What is the difference between the .bmp and .jpg formats? They seem to be interchangeable, and I've noticed Wikidot only accepts jpegs and pngs for your avatar.
GIF files are uncompressed, support transparency and support multiple frames (animated images). A GIF file specifies the colour of every pixel of the image; however, this file format only supports 256 different colours.
BMP files are uncompressed, do not support transparency and do not support multiple frames. A BMP file specifies the colour of every pixel of the image.
JPG files are compressed, do not support transparency and do not support multiple frames. A JPG file specifies the colour of a group of pixels (instead of each individual pixel), and therefore uses less memory. You will noticed that if an image has a lot of dark (or light) areas that the file size is smaller.
PNG files are compressed, support transparency and do not support multiple frames. PNG files were intended to be a compressed lossless format to be used as the standard across the web. Like JPG, it specifies the colour of groups of pixels to save memory.
You may have heard of monochrome, 16 colours, 256 colours and 24-bit files. This is all to do with the limits of each file, and the memory each saves. It has to do with the binary format in which the file is stored.
Monochrome is a 1-bit image. It uses one binary bit to determine the colour of each pixel. 0=Black, 1=White. As one byte is 8 bits, 1 byte could contain an image with an area of 8 pixels.
16 colours is a 4-bit image. It uses four binary bits to determine the colour of each pixel. 4 bits can contain a maximum of 16 unique combinations, so each pixel can have a maximum of 16 different colours. 1 byte can contain an image with an area of 2 pixels.

========================================

**Requirement A:** Summarize the text on image file formats in two sentences.

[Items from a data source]
========================================

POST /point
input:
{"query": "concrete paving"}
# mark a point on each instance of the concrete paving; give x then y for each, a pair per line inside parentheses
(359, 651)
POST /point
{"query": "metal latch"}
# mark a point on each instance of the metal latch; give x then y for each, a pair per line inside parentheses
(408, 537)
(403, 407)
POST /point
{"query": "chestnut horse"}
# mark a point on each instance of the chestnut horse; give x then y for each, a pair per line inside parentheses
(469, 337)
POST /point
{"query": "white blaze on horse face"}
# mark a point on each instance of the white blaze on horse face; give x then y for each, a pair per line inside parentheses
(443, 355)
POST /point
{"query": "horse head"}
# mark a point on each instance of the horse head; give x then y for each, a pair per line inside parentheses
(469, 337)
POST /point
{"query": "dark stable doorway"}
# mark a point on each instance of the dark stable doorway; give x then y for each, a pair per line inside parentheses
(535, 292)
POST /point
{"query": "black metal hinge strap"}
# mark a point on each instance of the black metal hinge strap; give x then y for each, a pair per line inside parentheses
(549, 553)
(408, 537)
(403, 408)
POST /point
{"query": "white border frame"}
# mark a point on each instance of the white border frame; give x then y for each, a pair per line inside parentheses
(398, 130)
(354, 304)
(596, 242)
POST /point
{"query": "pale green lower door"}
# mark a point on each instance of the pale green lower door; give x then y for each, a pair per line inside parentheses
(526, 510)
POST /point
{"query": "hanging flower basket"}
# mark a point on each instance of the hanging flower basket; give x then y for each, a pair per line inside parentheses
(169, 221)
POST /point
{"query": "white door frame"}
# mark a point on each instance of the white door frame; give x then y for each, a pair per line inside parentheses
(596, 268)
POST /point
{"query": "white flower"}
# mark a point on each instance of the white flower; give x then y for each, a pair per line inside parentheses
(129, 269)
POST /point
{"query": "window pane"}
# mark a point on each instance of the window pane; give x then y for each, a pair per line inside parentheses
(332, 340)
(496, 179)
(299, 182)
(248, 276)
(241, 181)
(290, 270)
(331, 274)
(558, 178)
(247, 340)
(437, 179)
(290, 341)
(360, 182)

========================================

**Requirement B:** State how many lines of the records contain the word "green", and give only the number. Case counts.

**Answer A:** The text compares GIF, BMP, JPG and PNG files by whether they are compressed and whether they support transparency and multiple frames, noting that JPG and PNG specify the color of groups of pixels to save memory. It then explains that monochrome, 16-color, 256-color and 24-bit files differ in the binary format used to store them, with a 1-bit image using one bit per pixel and a 4-bit image allowing 16 different colors.

**Answer B:** 2